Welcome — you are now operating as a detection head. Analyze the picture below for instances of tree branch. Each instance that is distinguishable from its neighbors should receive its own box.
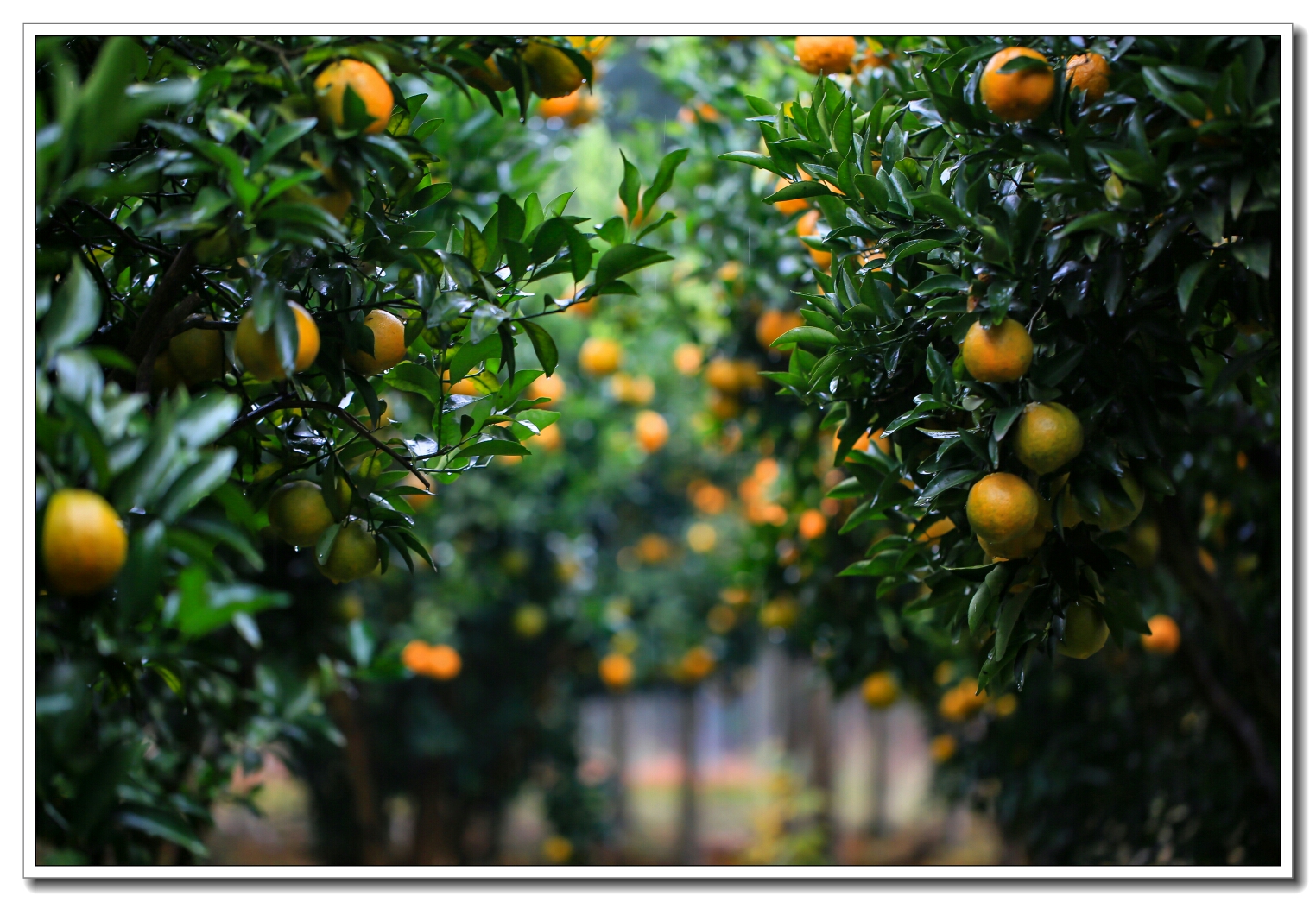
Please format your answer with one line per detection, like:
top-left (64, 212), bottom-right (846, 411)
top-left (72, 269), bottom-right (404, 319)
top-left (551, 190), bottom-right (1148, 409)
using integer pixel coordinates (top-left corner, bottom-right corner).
::::::::
Please write out every line of the listing above word for word, leaving out the picture.

== Answer to the task ==
Welcome — you are now operating as a detection head. Analyze the picture below for instances of tree branch. Each instance that is distinguishable from its neighbors should receive its own box.
Please format your answer with one line per detection, like:
top-left (64, 212), bottom-right (846, 411)
top-left (72, 269), bottom-right (404, 319)
top-left (551, 190), bottom-right (1148, 409)
using integer pixel coordinates (top-left corner, bottom-right corner).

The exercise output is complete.